-------- Supplied information

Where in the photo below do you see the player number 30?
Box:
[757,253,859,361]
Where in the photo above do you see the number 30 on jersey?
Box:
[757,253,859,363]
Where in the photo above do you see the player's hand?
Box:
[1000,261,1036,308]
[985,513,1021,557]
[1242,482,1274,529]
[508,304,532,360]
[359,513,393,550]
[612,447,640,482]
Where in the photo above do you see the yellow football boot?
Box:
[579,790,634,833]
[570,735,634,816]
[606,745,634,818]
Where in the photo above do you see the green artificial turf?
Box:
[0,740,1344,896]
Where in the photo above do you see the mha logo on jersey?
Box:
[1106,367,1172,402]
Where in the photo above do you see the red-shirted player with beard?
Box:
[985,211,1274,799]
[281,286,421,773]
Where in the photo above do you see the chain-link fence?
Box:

----------------

Prompt —
Reproduce all of the lines above verbatim, without altering any of them.

Reply —
Where in the photo below do you see the player number 30?
Box:
[757,253,859,361]
Where in the photo above do you see the number 30 on jersey?
Box:
[757,253,859,363]
Where in the photo above do you see the player's hand?
Box:
[1000,261,1036,308]
[985,513,1021,557]
[1242,482,1274,529]
[508,304,532,360]
[359,513,393,550]
[612,447,640,482]
Where in the photo above do you see the yellow football boot?
Box:
[579,790,634,833]
[570,735,634,816]
[606,745,634,818]
Where in the photo above do you see the green artificial turf?
Box:
[0,740,1344,896]
Where in the photo above do you see the mha logo on jersey?
Box:
[1106,367,1172,402]
Where in the photo above do you see the red-shirted player with beard?
Box:
[985,211,1274,799]
[281,286,421,773]
Where in the photo above do you see the chain-link fence?
Box:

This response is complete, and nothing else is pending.